Par ailleurs et s’agissant du régime AMO TNS et celui destiné aux bénéficiaires du Ramed, une étude actuarielle est en cours de réalisation, maintenant que nous disposons des données démographiques relatives à ces populations. Cette étude nous renseignera sur l’équilibre à court et moyen terme des deux régimes et des ajustements éventuels à leur apporter.
• Quelles ont été les principales décisions entérinées par le conseil de la CNSS lors de sa dernière session ?

Enregistrements tirés d'un jeu de données:
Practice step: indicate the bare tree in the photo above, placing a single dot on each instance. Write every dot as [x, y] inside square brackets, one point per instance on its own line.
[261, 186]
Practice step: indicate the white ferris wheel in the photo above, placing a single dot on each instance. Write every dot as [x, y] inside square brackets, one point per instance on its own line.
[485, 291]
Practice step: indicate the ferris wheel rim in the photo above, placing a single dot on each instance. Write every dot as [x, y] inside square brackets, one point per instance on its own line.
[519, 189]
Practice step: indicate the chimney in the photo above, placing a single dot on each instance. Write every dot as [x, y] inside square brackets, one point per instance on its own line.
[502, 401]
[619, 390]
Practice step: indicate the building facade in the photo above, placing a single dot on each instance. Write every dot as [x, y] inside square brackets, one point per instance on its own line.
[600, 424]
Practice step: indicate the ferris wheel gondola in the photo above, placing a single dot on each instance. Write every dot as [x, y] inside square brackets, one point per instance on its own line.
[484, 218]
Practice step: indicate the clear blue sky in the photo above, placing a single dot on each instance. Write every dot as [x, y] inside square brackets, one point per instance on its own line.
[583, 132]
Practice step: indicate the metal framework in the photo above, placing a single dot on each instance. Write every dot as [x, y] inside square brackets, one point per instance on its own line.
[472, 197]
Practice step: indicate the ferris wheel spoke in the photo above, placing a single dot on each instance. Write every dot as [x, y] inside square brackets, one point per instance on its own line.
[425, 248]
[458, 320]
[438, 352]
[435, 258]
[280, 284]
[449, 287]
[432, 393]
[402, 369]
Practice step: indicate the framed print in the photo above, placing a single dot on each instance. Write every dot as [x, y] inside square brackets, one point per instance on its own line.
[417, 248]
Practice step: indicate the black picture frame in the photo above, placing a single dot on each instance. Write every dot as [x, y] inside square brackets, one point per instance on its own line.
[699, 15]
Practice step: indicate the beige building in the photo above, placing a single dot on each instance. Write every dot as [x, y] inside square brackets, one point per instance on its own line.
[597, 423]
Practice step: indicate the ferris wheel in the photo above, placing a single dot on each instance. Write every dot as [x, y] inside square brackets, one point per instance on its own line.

TRAVAIL DEMANDÉ
Citez sans rien modifier le passage de l'extrait sur les régimes AMO TNS et Ramed, en partant des mots « Par ailleurs et » et en vous arrêtant après « à leur apporter. ». Ces enregistrements forment un matériau distinct de l'extrait.

RÉSULTAT OBTENU
Par ailleurs et s’agissant du régime AMO TNS et celui destiné aux bénéficiaires du Ramed, une étude actuarielle est en cours de réalisation, maintenant que nous disposons des données démographiques relatives à ces populations. Cette étude nous renseignera sur l’équilibre à court et moyen terme des deux régimes et des ajustements éventuels à leur apporter.